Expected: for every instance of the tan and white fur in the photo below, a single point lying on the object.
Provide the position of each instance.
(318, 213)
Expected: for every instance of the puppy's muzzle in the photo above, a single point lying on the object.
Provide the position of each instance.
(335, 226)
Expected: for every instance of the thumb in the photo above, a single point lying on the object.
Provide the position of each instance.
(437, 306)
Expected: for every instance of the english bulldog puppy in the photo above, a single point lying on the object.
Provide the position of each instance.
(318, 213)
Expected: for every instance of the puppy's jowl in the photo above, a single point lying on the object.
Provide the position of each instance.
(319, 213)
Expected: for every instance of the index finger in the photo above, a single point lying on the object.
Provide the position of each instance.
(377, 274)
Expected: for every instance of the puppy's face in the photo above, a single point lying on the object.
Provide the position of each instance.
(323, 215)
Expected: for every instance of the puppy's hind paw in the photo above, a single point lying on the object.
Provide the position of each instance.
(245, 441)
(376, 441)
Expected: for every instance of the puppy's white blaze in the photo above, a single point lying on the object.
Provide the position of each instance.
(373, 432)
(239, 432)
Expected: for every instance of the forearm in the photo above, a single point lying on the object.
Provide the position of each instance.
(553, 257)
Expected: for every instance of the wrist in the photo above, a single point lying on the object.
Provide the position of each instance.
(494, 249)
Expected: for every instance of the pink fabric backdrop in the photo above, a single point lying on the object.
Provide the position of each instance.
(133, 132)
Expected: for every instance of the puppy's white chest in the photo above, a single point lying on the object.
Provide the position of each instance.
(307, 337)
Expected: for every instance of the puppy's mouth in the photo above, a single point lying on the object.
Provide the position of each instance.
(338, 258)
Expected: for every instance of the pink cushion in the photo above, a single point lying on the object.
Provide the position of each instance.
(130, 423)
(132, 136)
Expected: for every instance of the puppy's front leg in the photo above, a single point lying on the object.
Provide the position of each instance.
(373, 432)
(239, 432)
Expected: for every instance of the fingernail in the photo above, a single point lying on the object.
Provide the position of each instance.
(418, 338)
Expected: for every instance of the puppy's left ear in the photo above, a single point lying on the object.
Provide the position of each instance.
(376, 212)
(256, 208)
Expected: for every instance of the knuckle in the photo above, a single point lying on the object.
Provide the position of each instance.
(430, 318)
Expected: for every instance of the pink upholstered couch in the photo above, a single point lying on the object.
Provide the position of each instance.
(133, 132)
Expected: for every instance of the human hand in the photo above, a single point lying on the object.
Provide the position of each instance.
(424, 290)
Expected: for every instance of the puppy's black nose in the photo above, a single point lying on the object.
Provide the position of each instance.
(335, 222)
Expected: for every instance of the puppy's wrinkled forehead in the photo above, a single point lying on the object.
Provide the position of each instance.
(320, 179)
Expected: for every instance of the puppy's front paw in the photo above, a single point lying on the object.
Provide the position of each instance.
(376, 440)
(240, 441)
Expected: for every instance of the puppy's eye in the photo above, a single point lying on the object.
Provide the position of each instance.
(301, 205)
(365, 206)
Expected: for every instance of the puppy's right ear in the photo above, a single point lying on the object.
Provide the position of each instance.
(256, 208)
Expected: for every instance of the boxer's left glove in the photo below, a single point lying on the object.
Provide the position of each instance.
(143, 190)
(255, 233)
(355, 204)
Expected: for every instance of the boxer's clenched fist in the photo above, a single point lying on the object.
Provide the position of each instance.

◆ ◆ ◆ ◆ ◆

• _Prompt_
Write the data back out verbatim.

• _The answer_
Expected: for every instance of the tan and white fur in the photo below, a single point lying on the object.
Provide the position of each instance.
(318, 213)
Expected: for every instance of the puppy's muzzle in the photo above, a single point lying on the object.
Provide the position of each instance.
(335, 226)
Expected: for every instance of the thumb in the photo above, a single point lying on the object.
Provide the position of each instance.
(437, 306)
Expected: for every instance of the english bulldog puppy in the photo above, a single point lying on the object.
Provide the position of each instance.
(318, 213)
Expected: for every instance of the puppy's jowl in the photo above, a single point lying on the object.
Provide the position of each instance.
(319, 213)
Expected: for every instance of the index finger in the photo above, a single point lying on the object.
Provide the position of each instance.
(377, 274)
Expected: for every instance of the puppy's face in the photo above, a single point lying on the object.
Provide the position of each instance.
(323, 215)
Expected: for every instance of the puppy's hind paw in the photo above, a single point lying on the object.
Provide the position of each instance.
(245, 441)
(376, 441)
Expected: for every instance of the puppy's white blaze in the photo above, a single point lying on the object.
Provide the position of each instance.
(373, 432)
(239, 432)
Expected: for every instance of the forearm in the photo above, a single point lying on the object.
Provide the position of each instance.
(553, 257)
Expected: for every instance of the wrist in the photo above, a single point lying on the object.
Provide the position of each instance.
(494, 249)
Expected: for every instance of the pink fabric backdrop in the photo above, a single point lying on the object.
Provide the position of each instance.
(133, 132)
Expected: for every instance of the puppy's white chest in the photo above, a single point lying on the object.
Provide the position of each instance.
(307, 337)
Expected: for every instance of the puppy's mouth in the photo above, a single point lying on the object.
Provide the position of each instance.
(338, 258)
Expected: for every instance of the pink cushion in the photo above, a single point lying on the object.
Provide the position of each instance.
(130, 423)
(132, 136)
Expected: for every instance of the puppy's front leg in the photo above, a single point lying on the object.
Provide the position of each instance.
(373, 432)
(239, 432)
Expected: for every instance of the fingernail in the photo above, a single point lying on the object.
Provide the position of each instance.
(418, 338)
Expected: for every instance of the puppy's left ear in the photo above, a single point lying on the object.
Provide the position of each instance.
(376, 212)
(256, 208)
Expected: for every instance of the knuckle in the photo above, a single point lying on the object.
Provide the position of each instance.
(430, 318)
Expected: for every instance of the pink upholstered couch in the photo above, a single point lying on the object.
Provide the position of each instance.
(133, 132)
Expected: for every instance of the human hand in the photo above, a single point lying on the object.
Provide the position of each instance.
(424, 290)
Expected: for every instance of the puppy's black nose in the photo above, a single point lying on the object.
Provide the position of each instance.
(335, 222)
Expected: for every instance of the puppy's wrinkled forehead in the photo above, a single point lying on the object.
Provide the position of each instance.
(320, 179)
Expected: for every instance of the puppy's front paw in the photo above, a single point lying on the object.
Provide the position of each instance.
(376, 440)
(240, 441)
Expected: for every instance of the puppy's eye in the photo above, a single point lying on the object.
Provide the position of each instance.
(301, 205)
(365, 206)
Expected: for every instance of the puppy's right ear in the photo above, a single point lying on the object.
Provide the position of each instance.
(256, 208)
Expected: for every instance of the boxer's left glove in the photo below, a single point lying on the object.
Provide the position of each instance.
(143, 190)
(255, 233)
(355, 204)
Expected: for every instance of the boxer's clenched fist in the photo above, a single point lying on the object.
Provide the position of each instance.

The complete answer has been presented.